-------- Record excerpts
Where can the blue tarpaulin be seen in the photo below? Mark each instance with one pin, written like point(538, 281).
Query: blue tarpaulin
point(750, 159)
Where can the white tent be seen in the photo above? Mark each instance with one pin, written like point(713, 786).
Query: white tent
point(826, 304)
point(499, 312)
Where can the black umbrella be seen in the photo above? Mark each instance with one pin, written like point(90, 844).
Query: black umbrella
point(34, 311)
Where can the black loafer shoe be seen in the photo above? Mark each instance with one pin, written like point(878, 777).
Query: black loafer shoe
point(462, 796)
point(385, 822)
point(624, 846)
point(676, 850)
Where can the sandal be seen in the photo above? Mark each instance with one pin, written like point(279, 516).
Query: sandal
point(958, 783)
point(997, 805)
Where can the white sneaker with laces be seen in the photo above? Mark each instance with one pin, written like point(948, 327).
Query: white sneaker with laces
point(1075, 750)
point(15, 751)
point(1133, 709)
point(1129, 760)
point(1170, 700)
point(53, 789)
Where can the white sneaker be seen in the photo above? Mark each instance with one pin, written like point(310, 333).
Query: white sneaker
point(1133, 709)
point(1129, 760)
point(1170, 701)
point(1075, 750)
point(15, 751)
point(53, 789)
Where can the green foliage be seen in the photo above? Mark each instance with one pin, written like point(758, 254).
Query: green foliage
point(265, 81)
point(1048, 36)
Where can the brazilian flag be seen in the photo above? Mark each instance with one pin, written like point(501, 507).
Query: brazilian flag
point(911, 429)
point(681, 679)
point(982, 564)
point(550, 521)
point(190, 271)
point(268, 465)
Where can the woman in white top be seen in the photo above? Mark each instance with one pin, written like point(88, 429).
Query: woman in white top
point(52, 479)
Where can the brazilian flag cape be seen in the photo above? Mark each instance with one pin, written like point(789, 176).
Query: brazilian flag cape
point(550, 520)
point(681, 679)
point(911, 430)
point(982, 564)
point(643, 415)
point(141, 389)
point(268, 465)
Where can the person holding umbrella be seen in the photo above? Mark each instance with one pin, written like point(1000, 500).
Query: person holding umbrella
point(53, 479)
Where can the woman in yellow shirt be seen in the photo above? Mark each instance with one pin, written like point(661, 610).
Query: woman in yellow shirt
----------------
What needs to be done:
What is the number of lines in this listing that contain the word "shirt"? Answer with that number and nothing else.

Solution to the problem:
2